# REQUIRED WORK
• A. From the tire-size forum thread, retype the passage from "However, there are" up to and including "a wider tire).".
• B. Answer these from the tire-size forum thread:
(i) Which tire size did the owner of the 04 V8 finally settle on?
(ii) What overall diameter range does the thread say VW/Porsche recommend for Touareg/Cayenne tires?
(iii) How does the thread define unsprung weight?
• C. Continue the tire-size forum thread from where it stops.

I struggled with this on my 04 V8. I finally settled on 275/55/18 and was glad I did. Caribmon71's numbers are correct and that is what I calculated when I was sizing up my tires.


----------



## henna gaijin (Jun 30, 2005)

*Re: 18" Tires*

Man, this thread is painful to read








In choosing a tire, there are many factors to consider and in th end it is a highly personal choice. Basically, if it makes you happy, you made the right choice.
However, there are some good reasons for choosing one tire size over another.
From Bigtop's posts, I will assume he is looking for a new tire to mount on stock 18" wheels and that these tires will be used primarily onroad and with a "performance" driving style (hence the desire for a wider tire).
Some points to consider in tire choice:
1. Unsprung weight - basically everything not supported by the car's suspension. In this case, we are talking about wheels and tires. Since the stock 18" wheels are a given, then we can focus just on the tires. In any case, lighter is better. The more unsprung weight, the less performance.
2. Overall tire diameter - from a lot of searching, I have found that VW/Porsche recommend tires for the Touareg/Cayenne in the diameter range of 28.7" - 29.5". Smaller is NG and larger is NG. There are many reasons for this: mileage, performance, suspension geometry, compatibility with the onboard spare tire, etc., etc.

# RECORDS

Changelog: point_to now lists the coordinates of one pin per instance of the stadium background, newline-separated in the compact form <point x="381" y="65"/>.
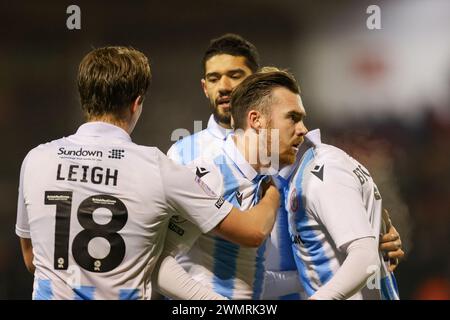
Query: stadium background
<point x="381" y="95"/>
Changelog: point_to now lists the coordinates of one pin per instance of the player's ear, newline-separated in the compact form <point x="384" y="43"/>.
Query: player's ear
<point x="136" y="104"/>
<point x="254" y="119"/>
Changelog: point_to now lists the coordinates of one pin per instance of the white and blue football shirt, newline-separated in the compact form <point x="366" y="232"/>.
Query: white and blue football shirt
<point x="208" y="143"/>
<point x="97" y="206"/>
<point x="331" y="201"/>
<point x="233" y="271"/>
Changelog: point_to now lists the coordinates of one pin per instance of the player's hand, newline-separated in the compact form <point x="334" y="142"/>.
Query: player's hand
<point x="391" y="246"/>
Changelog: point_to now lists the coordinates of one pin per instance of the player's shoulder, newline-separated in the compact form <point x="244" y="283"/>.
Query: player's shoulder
<point x="44" y="149"/>
<point x="330" y="154"/>
<point x="186" y="141"/>
<point x="329" y="165"/>
<point x="207" y="172"/>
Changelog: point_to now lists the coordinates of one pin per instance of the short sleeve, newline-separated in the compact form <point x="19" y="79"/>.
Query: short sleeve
<point x="337" y="203"/>
<point x="22" y="224"/>
<point x="181" y="235"/>
<point x="188" y="195"/>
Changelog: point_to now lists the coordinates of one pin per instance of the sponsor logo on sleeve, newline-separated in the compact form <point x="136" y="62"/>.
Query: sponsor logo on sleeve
<point x="116" y="154"/>
<point x="79" y="153"/>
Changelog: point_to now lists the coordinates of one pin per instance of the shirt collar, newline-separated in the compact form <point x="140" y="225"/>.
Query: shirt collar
<point x="102" y="129"/>
<point x="217" y="130"/>
<point x="236" y="156"/>
<point x="312" y="138"/>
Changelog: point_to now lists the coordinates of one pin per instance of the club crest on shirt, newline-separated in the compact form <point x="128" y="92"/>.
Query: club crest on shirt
<point x="293" y="201"/>
<point x="239" y="197"/>
<point x="205" y="187"/>
<point x="178" y="219"/>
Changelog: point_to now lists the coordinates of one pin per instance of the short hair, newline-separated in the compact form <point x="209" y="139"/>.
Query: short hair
<point x="255" y="93"/>
<point x="234" y="45"/>
<point x="111" y="78"/>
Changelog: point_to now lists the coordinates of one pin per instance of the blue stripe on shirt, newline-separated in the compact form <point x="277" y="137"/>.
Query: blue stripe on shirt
<point x="225" y="253"/>
<point x="84" y="293"/>
<point x="188" y="148"/>
<point x="314" y="247"/>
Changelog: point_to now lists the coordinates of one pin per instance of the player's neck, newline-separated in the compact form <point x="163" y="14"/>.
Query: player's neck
<point x="247" y="144"/>
<point x="125" y="125"/>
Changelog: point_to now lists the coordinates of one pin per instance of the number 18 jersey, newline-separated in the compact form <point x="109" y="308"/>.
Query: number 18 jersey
<point x="96" y="207"/>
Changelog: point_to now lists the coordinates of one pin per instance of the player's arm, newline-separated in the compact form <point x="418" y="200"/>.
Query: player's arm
<point x="196" y="201"/>
<point x="27" y="253"/>
<point x="169" y="277"/>
<point x="22" y="224"/>
<point x="361" y="262"/>
<point x="391" y="243"/>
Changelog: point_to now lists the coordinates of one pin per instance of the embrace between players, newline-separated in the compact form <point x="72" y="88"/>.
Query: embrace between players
<point x="264" y="211"/>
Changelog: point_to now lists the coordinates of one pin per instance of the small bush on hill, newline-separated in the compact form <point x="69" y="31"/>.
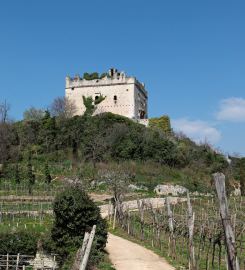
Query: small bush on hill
<point x="76" y="213"/>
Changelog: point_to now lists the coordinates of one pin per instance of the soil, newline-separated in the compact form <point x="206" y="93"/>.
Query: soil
<point x="126" y="255"/>
<point x="99" y="197"/>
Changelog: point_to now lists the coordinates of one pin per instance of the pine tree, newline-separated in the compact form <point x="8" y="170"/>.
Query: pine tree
<point x="47" y="173"/>
<point x="4" y="169"/>
<point x="30" y="177"/>
<point x="242" y="181"/>
<point x="17" y="174"/>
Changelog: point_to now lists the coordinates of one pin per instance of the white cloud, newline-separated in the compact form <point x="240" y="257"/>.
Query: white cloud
<point x="231" y="109"/>
<point x="198" y="130"/>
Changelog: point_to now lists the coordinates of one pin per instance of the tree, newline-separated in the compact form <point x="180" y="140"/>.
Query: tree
<point x="47" y="132"/>
<point x="76" y="213"/>
<point x="242" y="181"/>
<point x="117" y="180"/>
<point x="17" y="174"/>
<point x="161" y="123"/>
<point x="47" y="173"/>
<point x="63" y="107"/>
<point x="33" y="114"/>
<point x="30" y="177"/>
<point x="4" y="109"/>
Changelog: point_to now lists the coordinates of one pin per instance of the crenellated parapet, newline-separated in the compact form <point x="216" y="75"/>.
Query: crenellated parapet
<point x="114" y="78"/>
<point x="123" y="95"/>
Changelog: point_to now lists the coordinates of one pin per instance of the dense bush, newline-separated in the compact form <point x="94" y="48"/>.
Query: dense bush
<point x="14" y="242"/>
<point x="76" y="213"/>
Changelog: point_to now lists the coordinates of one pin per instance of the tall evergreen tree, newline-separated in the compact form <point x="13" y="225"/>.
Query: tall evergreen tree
<point x="242" y="181"/>
<point x="30" y="177"/>
<point x="47" y="132"/>
<point x="47" y="173"/>
<point x="17" y="174"/>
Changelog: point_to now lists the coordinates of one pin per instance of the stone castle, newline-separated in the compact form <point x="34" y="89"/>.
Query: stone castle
<point x="124" y="95"/>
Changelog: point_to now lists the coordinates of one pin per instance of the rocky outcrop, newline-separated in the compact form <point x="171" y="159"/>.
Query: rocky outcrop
<point x="166" y="189"/>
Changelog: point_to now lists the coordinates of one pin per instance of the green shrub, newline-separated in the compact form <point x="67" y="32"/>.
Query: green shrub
<point x="76" y="213"/>
<point x="19" y="242"/>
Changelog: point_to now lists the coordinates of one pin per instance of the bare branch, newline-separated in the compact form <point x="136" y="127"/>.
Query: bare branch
<point x="63" y="106"/>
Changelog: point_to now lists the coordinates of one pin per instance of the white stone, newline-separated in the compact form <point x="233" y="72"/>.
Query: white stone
<point x="166" y="189"/>
<point x="124" y="95"/>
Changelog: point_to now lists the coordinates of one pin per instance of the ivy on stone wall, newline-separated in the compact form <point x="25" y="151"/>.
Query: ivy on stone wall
<point x="100" y="99"/>
<point x="91" y="76"/>
<point x="103" y="75"/>
<point x="90" y="108"/>
<point x="88" y="103"/>
<point x="161" y="123"/>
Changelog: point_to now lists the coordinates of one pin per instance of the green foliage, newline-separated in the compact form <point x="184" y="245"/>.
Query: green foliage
<point x="161" y="123"/>
<point x="100" y="99"/>
<point x="47" y="173"/>
<point x="30" y="177"/>
<point x="75" y="213"/>
<point x="91" y="76"/>
<point x="242" y="181"/>
<point x="17" y="174"/>
<point x="33" y="114"/>
<point x="4" y="168"/>
<point x="228" y="187"/>
<point x="47" y="133"/>
<point x="18" y="242"/>
<point x="103" y="75"/>
<point x="90" y="108"/>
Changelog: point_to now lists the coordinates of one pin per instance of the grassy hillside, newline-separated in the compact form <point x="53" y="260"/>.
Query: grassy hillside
<point x="82" y="145"/>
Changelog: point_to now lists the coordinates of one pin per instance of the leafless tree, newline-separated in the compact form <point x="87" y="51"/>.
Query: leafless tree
<point x="117" y="179"/>
<point x="63" y="106"/>
<point x="4" y="109"/>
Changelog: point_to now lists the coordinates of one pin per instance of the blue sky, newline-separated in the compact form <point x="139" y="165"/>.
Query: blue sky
<point x="190" y="54"/>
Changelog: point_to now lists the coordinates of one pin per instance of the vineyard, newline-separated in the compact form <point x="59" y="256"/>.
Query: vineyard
<point x="193" y="233"/>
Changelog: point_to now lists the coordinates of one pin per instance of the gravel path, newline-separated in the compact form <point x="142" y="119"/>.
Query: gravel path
<point x="126" y="255"/>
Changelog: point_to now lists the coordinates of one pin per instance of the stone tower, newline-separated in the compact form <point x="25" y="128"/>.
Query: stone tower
<point x="124" y="95"/>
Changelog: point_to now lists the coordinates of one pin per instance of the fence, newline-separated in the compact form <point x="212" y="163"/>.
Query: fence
<point x="193" y="233"/>
<point x="19" y="262"/>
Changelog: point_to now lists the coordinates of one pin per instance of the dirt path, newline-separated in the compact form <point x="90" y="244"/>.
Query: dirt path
<point x="126" y="255"/>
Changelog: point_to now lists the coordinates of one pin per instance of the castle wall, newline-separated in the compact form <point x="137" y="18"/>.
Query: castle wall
<point x="130" y="94"/>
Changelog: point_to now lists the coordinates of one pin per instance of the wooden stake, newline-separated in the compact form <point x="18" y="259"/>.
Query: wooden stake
<point x="171" y="229"/>
<point x="219" y="180"/>
<point x="109" y="208"/>
<point x="191" y="231"/>
<point x="115" y="213"/>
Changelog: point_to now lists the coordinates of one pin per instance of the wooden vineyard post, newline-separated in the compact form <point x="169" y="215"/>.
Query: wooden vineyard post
<point x="87" y="252"/>
<point x="18" y="257"/>
<point x="127" y="207"/>
<point x="156" y="222"/>
<point x="171" y="229"/>
<point x="191" y="231"/>
<point x="141" y="219"/>
<point x="54" y="264"/>
<point x="7" y="262"/>
<point x="115" y="213"/>
<point x="109" y="208"/>
<point x="219" y="180"/>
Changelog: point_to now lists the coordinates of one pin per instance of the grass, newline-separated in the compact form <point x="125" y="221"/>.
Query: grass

# OUTPUTS
• A.
However, there are some good reasons for choosing one tire size over another.
From Bigtop's posts, I will assume he is looking for a new tire to mount on stock 18" wheels and that these tires will be used primarily onroad and with a "performance" driving style (hence the desire for a wider tire).

• B.
(i) 275/55/18
(ii) 28.7" - 29.5"
(iii) Everything not supported by the car's suspension.

• C.
3. OEM tire specs - as much as we all may dislike the OEM tires, they were chosen to meet a set of specifications that were in concert with design criteria of the Touareg. Deviation from any of these specs could adversely affect performance and/or safety.
With these points in mind, let's look at some of the tires and tire size choices discussed above:
OEM tire:
Continental 4x4 Contact 255/55VR18 109V XL
Max. inflation pressure: 51psi
Max. load: 2271#
Tire weight: 32#
Section width: 10.4"
Overall diameter: 29"
Comments: OEM - meets all specs and performance criteria
275/55-18 tire:
Michelin Cross-Terrain SUV 275/55SR18 109S SL
Max. inflation pressure: 35psi
Max. load: 2271#
Tire weight: 36#
Section width: 10.5"
Overall diameter: 30.1"
Comments: Lower speed rating - not suitable for speeds above 112 mph, max. inflation pressure of 35psi does not meet the requirements of 38-46psi for 18" tires depending on load, tire weight is 4# more than OEM tire and overall diameter is 0.6" larger than allowed maximum. NOT AN ACCEPTABLE REPLACEMENT TIRE.
285/55-18 tire:
Yokohama AVS S/T 285/55VR18 113V SL
Max. inflation pressure: 44psi
Max. load: 2535#
Tire weight: 45#
Section width: 11.7"
Overall diameter: 30.4"
Comments: Max. inflation pressure is too low, tire weighs 13# more than OEM tire and overall diameter is too large. NOT AN ACCEPTABLE REPLACEMENT TIRE.
285/50-18 tire:
Bridgestone Dueler H/P Sport 285/50WR18 109W SL
Max. inflation pressure: 51psi
Max. load: 2271#
Tire weight: 42#
Section width: 11.7" (on 9" wheel)
Overall diameter: 29.3"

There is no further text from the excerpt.